[Start of Attachment]
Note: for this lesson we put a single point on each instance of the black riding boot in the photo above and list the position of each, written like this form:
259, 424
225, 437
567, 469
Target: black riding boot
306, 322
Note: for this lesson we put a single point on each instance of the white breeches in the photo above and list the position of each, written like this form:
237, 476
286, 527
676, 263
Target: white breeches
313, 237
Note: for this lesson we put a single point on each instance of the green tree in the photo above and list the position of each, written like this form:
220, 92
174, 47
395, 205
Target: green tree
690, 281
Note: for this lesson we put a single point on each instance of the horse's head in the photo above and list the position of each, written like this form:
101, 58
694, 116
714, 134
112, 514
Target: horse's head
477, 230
[End of Attachment]
[Start of Attachment]
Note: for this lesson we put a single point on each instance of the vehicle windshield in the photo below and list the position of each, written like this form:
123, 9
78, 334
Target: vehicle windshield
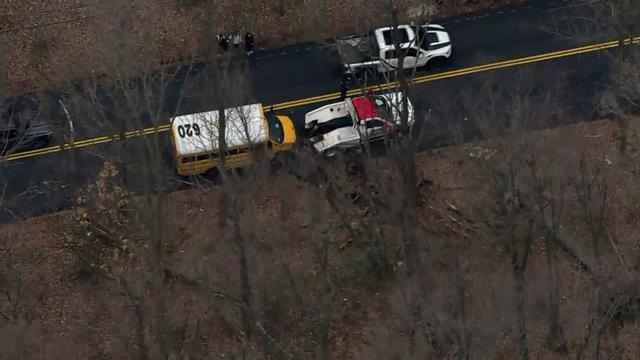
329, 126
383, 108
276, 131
[End of Attachment]
[Start of Attachment]
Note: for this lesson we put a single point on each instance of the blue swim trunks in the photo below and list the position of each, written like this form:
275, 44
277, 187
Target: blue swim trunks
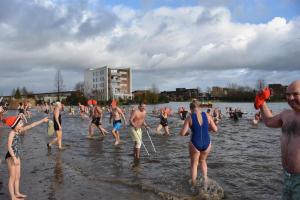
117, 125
[End of Attachment]
▶ How to complete this task
Match on "Note" and report each line of the data above that has it.

▶ Reply
Note: for this lesson we put a single point on each instance of the black riding boot in the photo above and list the position of each, written like this form:
Note: for this lesson we put a single point on each instance of the white breeches in the photo above and list the position of each, written like this form:
Note: for this lesson we put a single point on each instance of the green tree in the photo above and list the position of each, written like this form:
Note: for this lesson we put a single point on each instance of the horse's head in the photo above and list the position of each, written like this form:
Note: for this lesson we put a single point on each instance of the vehicle windshield in the photo below and list the position of each, written like this form:
Note: for this lesson we put a single point on each instance of the blue swim trunks in the photo below and list the position of each, written like this form:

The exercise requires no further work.